OBJECTIVE. Please output every line of the material as it stands, without the pictures.

[Collection entries]
↓↓↓
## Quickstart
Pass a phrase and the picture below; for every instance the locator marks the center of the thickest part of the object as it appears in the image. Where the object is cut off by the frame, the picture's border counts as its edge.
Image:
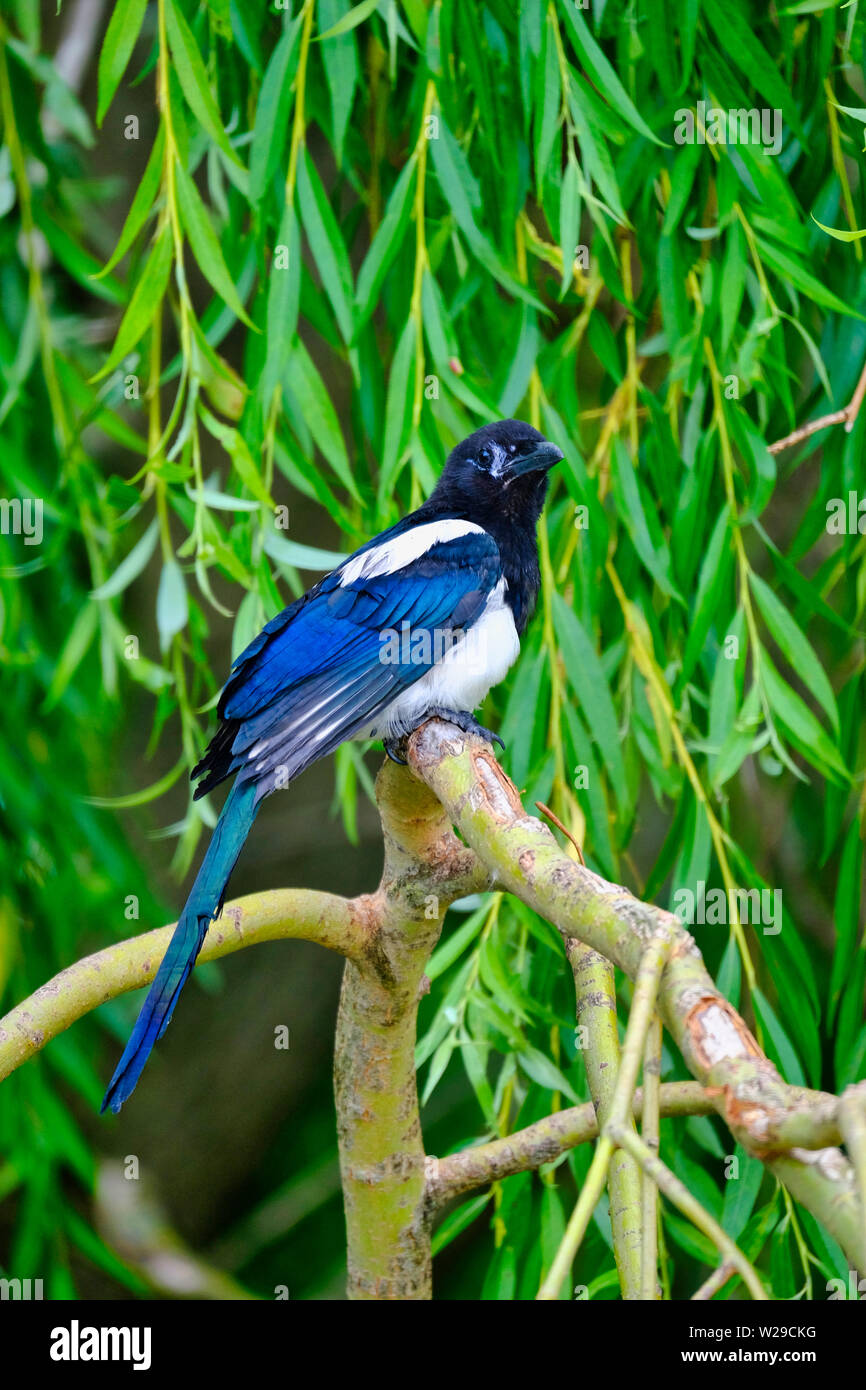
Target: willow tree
(359, 234)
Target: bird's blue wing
(323, 669)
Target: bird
(419, 623)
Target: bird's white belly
(462, 677)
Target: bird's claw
(466, 722)
(391, 745)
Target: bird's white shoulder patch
(403, 549)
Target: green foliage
(357, 236)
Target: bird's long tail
(202, 906)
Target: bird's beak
(541, 459)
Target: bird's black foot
(464, 720)
(391, 748)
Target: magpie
(420, 622)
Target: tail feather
(203, 905)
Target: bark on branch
(391, 1187)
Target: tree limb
(716, 1044)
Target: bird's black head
(501, 467)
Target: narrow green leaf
(171, 603)
(327, 245)
(387, 241)
(794, 713)
(129, 567)
(599, 70)
(143, 305)
(590, 684)
(271, 114)
(797, 648)
(72, 652)
(284, 298)
(206, 245)
(142, 203)
(192, 75)
(117, 47)
(350, 21)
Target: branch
(288, 913)
(597, 1012)
(544, 1141)
(845, 416)
(766, 1115)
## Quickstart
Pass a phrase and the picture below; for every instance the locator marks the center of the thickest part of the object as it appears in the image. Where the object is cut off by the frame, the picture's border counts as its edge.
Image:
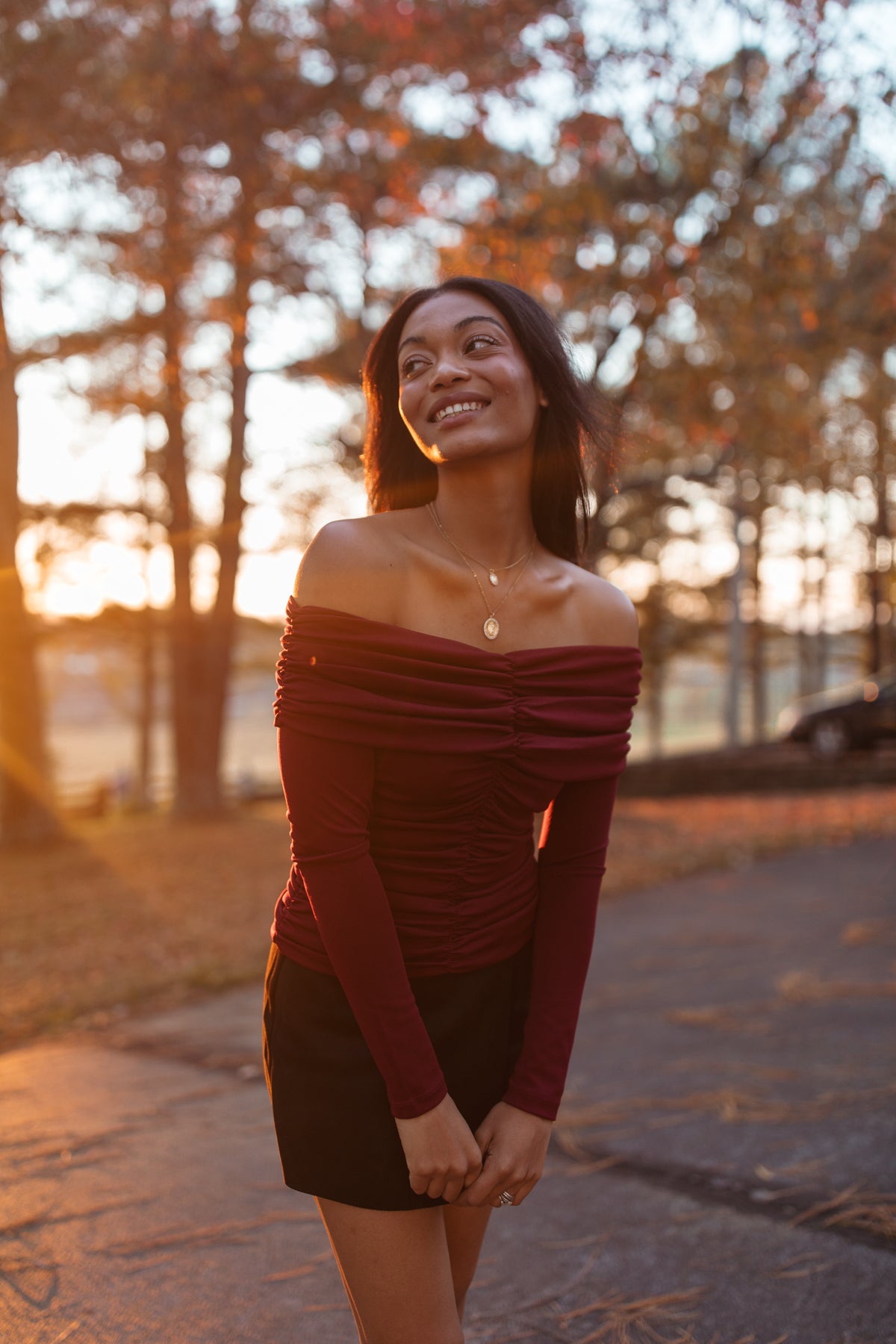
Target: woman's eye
(476, 342)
↑↑↑
SOLUTION TO THIS PROBLEM.
## Quickstart
Pass a phrase and the picture below; for every instance the locator marks the center of the thickest part of the object as it appears in the image. Where the object is cut off by the frame, the picture's border counts as its edge.
Image:
Target: willow tree
(359, 234)
Target: bird's blue wing
(323, 669)
Target: bird
(419, 623)
Target: bird's white belly
(462, 677)
Target: bird's claw
(466, 722)
(391, 745)
Target: bird's white shoulder patch
(403, 549)
Target: green foliage
(357, 236)
Target: bird's long tail
(202, 906)
Target: bird's beak
(541, 459)
Target: bird's black foot
(464, 720)
(391, 748)
Target: magpie
(420, 622)
Target: tail feather
(203, 905)
Target: bark on branch
(391, 1187)
Target: tree limb
(716, 1044)
Target: bird's black head
(501, 467)
Target: narrow green leaf
(171, 603)
(327, 245)
(387, 241)
(794, 713)
(129, 567)
(599, 70)
(143, 305)
(590, 684)
(271, 114)
(797, 648)
(72, 652)
(284, 298)
(206, 245)
(142, 203)
(192, 75)
(117, 47)
(350, 21)
Target: branch
(288, 913)
(597, 1012)
(544, 1141)
(845, 416)
(766, 1115)
## Quickstart
Pass a phrase and the picture below; for every instance the locator marks the center of the thickest part of the object as it appears in the image. Where the object is cut off by the frame, the picture's border counts as its edge.
Image:
Target: woman's eye
(476, 342)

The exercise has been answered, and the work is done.